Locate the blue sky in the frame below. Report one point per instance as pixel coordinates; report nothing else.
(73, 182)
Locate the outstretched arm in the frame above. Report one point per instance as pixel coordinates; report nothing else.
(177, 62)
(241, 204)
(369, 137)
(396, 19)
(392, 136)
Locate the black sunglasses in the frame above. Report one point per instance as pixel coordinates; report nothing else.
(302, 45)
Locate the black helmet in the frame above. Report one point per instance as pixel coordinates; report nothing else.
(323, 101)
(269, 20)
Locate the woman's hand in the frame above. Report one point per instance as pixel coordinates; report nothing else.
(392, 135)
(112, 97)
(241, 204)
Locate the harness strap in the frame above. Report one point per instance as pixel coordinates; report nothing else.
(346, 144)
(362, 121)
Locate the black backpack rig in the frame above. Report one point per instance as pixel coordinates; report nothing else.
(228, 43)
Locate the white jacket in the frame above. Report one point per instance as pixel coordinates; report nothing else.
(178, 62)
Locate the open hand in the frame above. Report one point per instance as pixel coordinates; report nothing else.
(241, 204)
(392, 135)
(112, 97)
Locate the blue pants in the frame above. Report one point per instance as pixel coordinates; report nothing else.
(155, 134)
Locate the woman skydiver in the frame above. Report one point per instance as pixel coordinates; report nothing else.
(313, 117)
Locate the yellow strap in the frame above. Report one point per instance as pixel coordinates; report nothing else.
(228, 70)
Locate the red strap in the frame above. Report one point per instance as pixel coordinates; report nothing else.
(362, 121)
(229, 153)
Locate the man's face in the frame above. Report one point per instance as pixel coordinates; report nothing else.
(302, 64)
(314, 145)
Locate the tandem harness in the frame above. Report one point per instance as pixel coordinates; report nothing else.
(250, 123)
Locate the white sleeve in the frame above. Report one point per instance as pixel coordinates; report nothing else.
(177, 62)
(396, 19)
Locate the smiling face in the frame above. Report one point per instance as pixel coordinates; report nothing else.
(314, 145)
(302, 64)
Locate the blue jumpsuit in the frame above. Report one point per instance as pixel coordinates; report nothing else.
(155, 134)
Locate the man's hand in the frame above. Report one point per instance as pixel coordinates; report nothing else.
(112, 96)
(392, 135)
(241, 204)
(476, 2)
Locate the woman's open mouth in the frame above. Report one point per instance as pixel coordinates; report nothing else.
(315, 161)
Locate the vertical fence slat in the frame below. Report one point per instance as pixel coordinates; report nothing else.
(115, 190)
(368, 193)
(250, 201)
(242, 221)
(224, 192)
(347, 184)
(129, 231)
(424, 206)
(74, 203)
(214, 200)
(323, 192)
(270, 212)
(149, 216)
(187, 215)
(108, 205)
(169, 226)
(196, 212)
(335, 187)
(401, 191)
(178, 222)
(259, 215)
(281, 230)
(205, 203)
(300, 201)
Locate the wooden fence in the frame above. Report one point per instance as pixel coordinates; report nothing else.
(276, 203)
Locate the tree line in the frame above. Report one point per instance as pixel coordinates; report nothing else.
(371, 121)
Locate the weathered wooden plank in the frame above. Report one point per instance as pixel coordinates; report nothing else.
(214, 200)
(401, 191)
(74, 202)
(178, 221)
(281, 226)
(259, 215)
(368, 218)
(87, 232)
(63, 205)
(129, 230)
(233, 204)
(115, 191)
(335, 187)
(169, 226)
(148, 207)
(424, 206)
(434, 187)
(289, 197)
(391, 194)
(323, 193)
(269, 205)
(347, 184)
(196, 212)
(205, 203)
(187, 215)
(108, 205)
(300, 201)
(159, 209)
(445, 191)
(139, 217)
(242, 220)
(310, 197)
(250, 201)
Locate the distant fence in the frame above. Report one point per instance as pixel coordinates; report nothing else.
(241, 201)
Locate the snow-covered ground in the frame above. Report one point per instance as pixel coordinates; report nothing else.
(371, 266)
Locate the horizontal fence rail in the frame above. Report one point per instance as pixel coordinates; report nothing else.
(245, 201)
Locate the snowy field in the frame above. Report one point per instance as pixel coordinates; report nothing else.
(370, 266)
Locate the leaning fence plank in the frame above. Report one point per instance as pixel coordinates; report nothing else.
....
▸ **YOUR TASK**:
Above are the records; copy all of them exactly.

▸ **RESULT OF THE TASK**:
Locate the blue sky in the frame below. Report one point per instance as pixel coordinates; report nothing else.
(73, 182)
Locate the outstretched arm in the frame above. Report one point per instance as pixel coordinates; report nothing else.
(177, 62)
(241, 204)
(369, 137)
(396, 19)
(392, 136)
Locate the black sunglasses in the frame above. Report one point per instance as pixel coordinates; report nothing else.
(302, 45)
Locate the black helmet in the frame above. Report one point per instance as pixel coordinates; report nothing else.
(323, 101)
(269, 20)
Locate the woman's hand in the frame above. Report one point per instance as pixel coordinates; report nothing else.
(392, 135)
(112, 97)
(241, 204)
Locate the harness strap in the frame above. Report one point per instance as pixel coordinates; report nothing else.
(346, 144)
(362, 121)
Locate the black backpack rig in the frame above. Report one point per instance as pixel coordinates; report nothing else.
(228, 43)
Locate the white jacket in the frame above. Report one point per instance as pixel coordinates; report nothing else.
(178, 62)
Locate the open hand in the frame above. Report one point per instance as pixel coordinates; report nothing else.
(241, 204)
(392, 135)
(112, 97)
Locate the blue pants in the frame above. Report one point per instance as pixel coordinates; report nothing else.
(155, 134)
Locate the woman skydiver in the frame above. Report one point per instance as pixel coordinates; report nothing else.
(313, 117)
Locate the yellow strap in the frame above. Report one point per instance as pixel coordinates; report nothing else.
(228, 70)
Locate the red strap in the frame above. Report one point per instance as pixel coordinates; report nothing else.
(362, 121)
(229, 153)
Locate the man's face in the frame above. Report one point per instance as pixel coordinates; report nothing else.
(302, 64)
(314, 145)
Locate the tandem harness in the frame above. Report one point per instance as pixel coordinates; report nothing else.
(250, 123)
Locate the white sleeve in the frame above. Report one point per instance as pixel coordinates; report nothing else.
(177, 62)
(396, 19)
Locate the smiling face in the frame above. Report one point per instance as pixel coordinates; report nothing else.
(314, 145)
(302, 64)
Locate the blue jumpsuit in the frame above. Report one point per instance as pixel coordinates; report nothing else.
(155, 134)
Locate the man's hand in the frame above. Report one point per instance as pixel coordinates; report nothing else.
(112, 96)
(392, 135)
(241, 204)
(476, 2)
Locate the woman's open mouth in the frame above. Report one point per instance as pixel coordinates; report nothing else.
(315, 161)
Locate the vertical fence slat in the frame below. Report one point per instance as pixel coordinates; report nothing else.
(115, 190)
(368, 193)
(250, 201)
(242, 221)
(224, 192)
(347, 184)
(129, 231)
(424, 206)
(74, 203)
(214, 200)
(323, 192)
(270, 212)
(149, 216)
(187, 215)
(108, 205)
(169, 226)
(196, 212)
(335, 187)
(401, 191)
(178, 222)
(259, 215)
(281, 230)
(205, 203)
(300, 201)
Locate the wooden fence in the frame above. Report one point per instance as pixel coordinates; report nothing else.
(276, 203)
Locate the tree line in the frame above. Report one point per instance as pixel coordinates; report nothing else.
(371, 121)
Locate the weathered wooden plank in the frame above. Report one point per instance as pixel coordinates; report nothing else.
(214, 200)
(401, 191)
(74, 202)
(178, 221)
(281, 226)
(259, 215)
(368, 218)
(87, 232)
(63, 205)
(129, 230)
(233, 204)
(115, 191)
(335, 187)
(169, 226)
(148, 207)
(424, 206)
(434, 187)
(289, 197)
(391, 194)
(323, 193)
(269, 205)
(347, 184)
(196, 212)
(205, 203)
(187, 215)
(108, 205)
(300, 201)
(159, 209)
(445, 191)
(139, 217)
(242, 220)
(310, 197)
(250, 201)
Locate the distant fence in the frame above. Report one point per instance as pixel coordinates; report nothing else.
(241, 201)
Locate the snow-covered ground in the frame above. Report one point per instance as pixel coordinates; report nothing else.
(371, 266)
Locate the horizontal fence rail in the frame above. Report one point per instance as pixel coordinates; report nothing else.
(245, 201)
Locate the snowy field in the frame above. Report one point per instance as pixel coordinates; report nothing else.
(370, 266)
Locate the leaning fence plank in the frame above. Report one point per instance as pixel coordinates; report nothing else.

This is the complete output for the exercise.